_WRITTEN TASK_: What follows are records. Restate all of them word for word.

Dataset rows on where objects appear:
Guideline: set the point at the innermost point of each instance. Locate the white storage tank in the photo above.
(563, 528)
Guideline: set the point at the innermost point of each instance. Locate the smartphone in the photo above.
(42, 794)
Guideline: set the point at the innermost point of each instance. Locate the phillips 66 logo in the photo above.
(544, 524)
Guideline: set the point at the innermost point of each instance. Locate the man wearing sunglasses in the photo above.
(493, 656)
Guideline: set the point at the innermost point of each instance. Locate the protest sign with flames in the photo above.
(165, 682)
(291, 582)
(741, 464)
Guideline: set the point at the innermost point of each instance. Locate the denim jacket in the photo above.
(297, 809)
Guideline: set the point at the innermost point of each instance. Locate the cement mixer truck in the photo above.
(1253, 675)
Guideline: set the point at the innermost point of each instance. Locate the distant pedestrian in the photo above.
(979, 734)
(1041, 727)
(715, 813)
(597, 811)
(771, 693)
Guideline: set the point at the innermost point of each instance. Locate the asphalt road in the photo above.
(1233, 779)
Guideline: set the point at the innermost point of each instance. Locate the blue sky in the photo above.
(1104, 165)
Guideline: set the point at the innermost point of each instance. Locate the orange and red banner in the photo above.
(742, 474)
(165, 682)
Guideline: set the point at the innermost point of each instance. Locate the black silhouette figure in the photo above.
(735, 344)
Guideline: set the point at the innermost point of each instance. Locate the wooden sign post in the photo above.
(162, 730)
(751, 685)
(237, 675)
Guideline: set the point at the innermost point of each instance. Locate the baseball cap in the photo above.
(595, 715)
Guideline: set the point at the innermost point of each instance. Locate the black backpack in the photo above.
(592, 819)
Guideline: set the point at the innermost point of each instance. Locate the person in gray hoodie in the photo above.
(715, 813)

_ANSWER TO THIS EXERCISE_:
Guideline: set the point at the innermost point of each instance. Locate the white storage tank in the photo above.
(563, 528)
Guideline: set the point at the innermost point of each instance. Locate the smartphone in the photo above.
(42, 794)
Guideline: set the point at the innermost point of each instance. Locate the phillips 66 logo in the photo above.
(544, 524)
Guideline: set the point at the innermost point of each instance. Locate the man wearing sunglasses in the photo above.
(493, 656)
Guideline: set the point at the innermost point of each instance. Locate the protest sign with flames in the photo above.
(165, 682)
(291, 582)
(741, 464)
Guideline: set the point at the innermost point of each instance. Locate the denim jacket in the photo above.
(297, 809)
Guideline: set the point at the innermost point of each instance. Locate the cement mixer truck in the photo above.
(1253, 675)
Guideline: set the point at the innermost point of each instance. Locate the distant pedestrian in the photo above.
(979, 734)
(1041, 727)
(715, 813)
(597, 811)
(771, 693)
Guideline: set the point at the innermost point of each instance. Locate the asphalt road in the photo above.
(1233, 779)
Guideline: set the point at the innermost point of each instance. Locate the blue sky in the photo above.
(1104, 165)
Guideline: set the point at the innermost point of each instance. Locate the orange and red banner in the photo above.
(742, 474)
(165, 682)
Guideline: set the point at the innermost point of each instance. Locate the black silhouette figure in the photo above.
(735, 344)
Guideline: set the point at the innermost point of each instance. Locate the wooden sign post in the photo above.
(162, 730)
(751, 685)
(237, 675)
Guideline: set the point at the innermost point of each instance. Locate the baseball cap in the photo above.
(595, 715)
Guideline: set the point at the innermost point of each instance. Locate the black backpack in the photo above.
(592, 819)
Guideline: set the point at the innermost point of each instance. Locate the person in gray hoodie in the photo above.
(715, 813)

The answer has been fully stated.